Task instructions
Gather every row below that contains the word "overcast" and copy each one in full. Treat uppercase and lowercase as different.

──────── The records

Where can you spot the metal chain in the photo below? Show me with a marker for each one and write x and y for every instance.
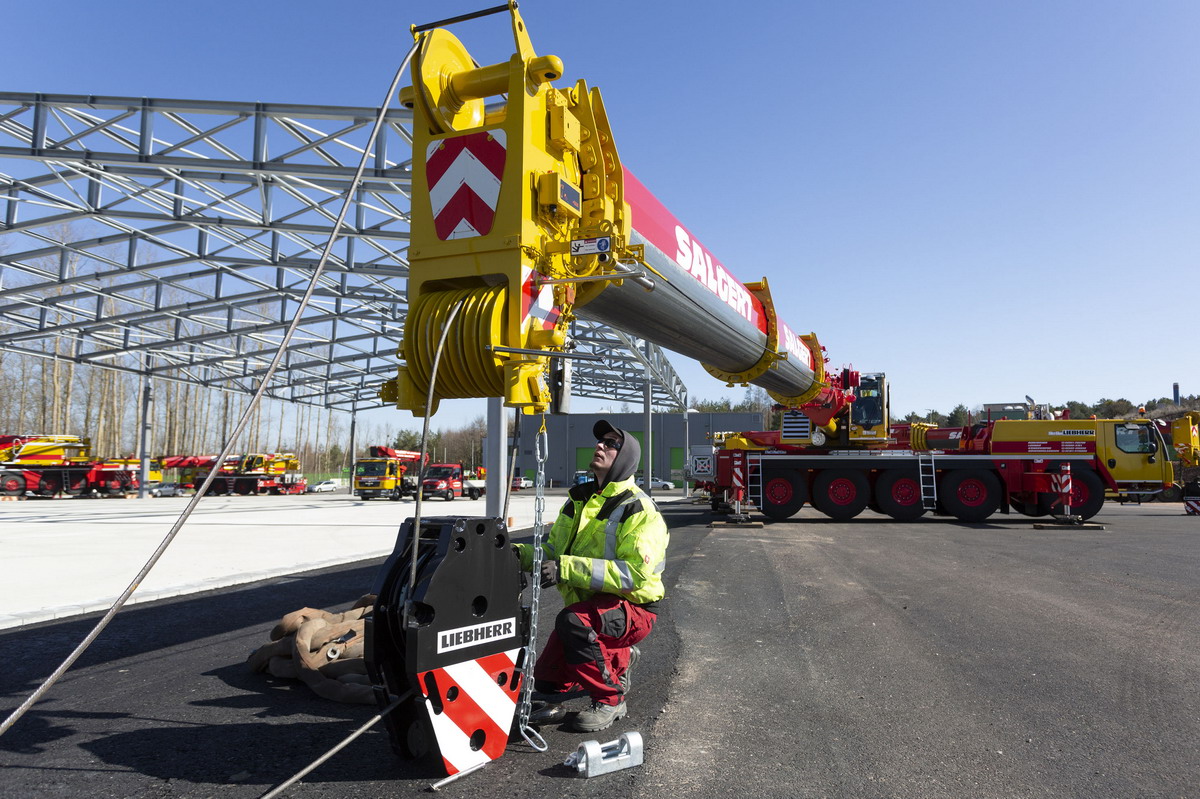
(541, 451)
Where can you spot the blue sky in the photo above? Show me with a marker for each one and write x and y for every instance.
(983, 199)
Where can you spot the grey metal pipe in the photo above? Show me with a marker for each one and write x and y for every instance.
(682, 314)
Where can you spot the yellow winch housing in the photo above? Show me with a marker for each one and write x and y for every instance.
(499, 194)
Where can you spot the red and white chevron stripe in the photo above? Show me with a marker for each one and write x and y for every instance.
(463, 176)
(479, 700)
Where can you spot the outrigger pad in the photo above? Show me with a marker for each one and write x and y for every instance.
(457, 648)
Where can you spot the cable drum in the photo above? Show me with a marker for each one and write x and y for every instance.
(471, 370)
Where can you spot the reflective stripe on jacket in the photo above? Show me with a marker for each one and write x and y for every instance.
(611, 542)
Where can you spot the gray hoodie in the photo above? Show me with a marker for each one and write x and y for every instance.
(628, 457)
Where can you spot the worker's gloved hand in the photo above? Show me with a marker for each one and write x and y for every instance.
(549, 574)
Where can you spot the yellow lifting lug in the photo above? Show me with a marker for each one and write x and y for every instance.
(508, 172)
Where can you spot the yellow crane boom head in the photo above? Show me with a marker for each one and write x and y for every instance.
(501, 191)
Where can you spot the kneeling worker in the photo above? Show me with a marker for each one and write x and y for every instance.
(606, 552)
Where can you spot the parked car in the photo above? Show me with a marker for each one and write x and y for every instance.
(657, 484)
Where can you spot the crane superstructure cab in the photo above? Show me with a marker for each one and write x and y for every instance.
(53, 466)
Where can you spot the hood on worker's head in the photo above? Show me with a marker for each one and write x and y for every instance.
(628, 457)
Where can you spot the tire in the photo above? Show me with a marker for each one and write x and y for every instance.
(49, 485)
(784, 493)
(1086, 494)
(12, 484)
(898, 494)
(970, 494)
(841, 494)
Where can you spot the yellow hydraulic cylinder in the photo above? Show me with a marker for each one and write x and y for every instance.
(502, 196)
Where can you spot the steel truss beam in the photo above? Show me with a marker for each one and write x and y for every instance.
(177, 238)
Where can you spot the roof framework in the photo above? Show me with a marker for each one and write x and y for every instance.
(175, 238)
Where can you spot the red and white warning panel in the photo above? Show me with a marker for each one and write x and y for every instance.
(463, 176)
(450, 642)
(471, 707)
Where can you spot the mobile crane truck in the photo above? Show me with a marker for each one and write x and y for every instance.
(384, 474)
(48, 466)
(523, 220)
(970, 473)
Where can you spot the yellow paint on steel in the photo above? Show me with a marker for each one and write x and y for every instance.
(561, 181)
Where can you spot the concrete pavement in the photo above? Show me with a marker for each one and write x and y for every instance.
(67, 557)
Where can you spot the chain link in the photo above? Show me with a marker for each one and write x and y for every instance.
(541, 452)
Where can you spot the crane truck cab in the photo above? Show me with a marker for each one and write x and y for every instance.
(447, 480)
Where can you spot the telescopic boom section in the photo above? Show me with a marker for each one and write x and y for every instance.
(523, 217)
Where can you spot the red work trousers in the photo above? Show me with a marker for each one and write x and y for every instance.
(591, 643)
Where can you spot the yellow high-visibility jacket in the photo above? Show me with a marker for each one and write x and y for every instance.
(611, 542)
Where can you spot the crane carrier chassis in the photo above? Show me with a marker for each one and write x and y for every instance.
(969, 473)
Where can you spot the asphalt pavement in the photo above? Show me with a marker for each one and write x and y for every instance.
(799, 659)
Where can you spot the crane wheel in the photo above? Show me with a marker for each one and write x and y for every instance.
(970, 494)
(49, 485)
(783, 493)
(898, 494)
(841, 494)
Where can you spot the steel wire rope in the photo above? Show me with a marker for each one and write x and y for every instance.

────────────────
──────── The records

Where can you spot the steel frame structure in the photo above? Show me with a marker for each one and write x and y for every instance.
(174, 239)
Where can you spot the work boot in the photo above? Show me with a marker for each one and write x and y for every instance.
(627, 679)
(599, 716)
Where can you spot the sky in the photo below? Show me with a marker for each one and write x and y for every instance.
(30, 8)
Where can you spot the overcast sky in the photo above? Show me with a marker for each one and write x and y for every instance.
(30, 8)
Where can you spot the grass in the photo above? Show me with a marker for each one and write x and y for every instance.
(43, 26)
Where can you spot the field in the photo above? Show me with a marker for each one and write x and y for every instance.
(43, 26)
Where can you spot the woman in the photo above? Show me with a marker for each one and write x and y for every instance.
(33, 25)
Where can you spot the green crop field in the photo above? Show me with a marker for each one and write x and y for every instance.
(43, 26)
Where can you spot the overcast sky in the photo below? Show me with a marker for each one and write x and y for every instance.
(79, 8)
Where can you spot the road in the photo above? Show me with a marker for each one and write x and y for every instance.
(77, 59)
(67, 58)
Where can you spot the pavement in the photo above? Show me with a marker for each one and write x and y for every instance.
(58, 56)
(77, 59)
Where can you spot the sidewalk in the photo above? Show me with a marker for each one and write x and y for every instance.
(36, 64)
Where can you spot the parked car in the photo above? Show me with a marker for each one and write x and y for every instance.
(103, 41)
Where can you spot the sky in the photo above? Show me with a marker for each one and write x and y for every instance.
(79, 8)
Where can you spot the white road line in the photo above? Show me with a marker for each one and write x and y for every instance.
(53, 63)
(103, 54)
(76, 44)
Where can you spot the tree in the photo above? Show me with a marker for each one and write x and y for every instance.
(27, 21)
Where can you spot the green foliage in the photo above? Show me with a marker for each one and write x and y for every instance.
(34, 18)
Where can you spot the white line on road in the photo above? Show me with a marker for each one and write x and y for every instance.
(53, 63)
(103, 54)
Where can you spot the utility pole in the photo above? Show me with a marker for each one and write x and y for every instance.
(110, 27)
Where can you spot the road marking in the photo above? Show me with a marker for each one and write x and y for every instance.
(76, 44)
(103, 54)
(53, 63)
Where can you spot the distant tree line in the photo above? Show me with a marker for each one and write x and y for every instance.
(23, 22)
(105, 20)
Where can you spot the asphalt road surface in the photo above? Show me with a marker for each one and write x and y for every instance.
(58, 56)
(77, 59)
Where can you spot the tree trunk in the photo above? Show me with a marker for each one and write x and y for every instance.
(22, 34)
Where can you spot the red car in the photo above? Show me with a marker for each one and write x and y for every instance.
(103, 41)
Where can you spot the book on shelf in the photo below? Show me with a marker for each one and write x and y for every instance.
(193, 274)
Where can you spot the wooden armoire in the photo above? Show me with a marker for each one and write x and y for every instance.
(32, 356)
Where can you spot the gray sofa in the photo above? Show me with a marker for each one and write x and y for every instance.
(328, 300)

────────────────

Result for this task
Where can you spot the overcast sky in the photo above? Show me with a marker for each one and write x and y for every instance.
Where can you spot the overcast sky in the photo below? Show me with a marker for each one and write x and y for every instance.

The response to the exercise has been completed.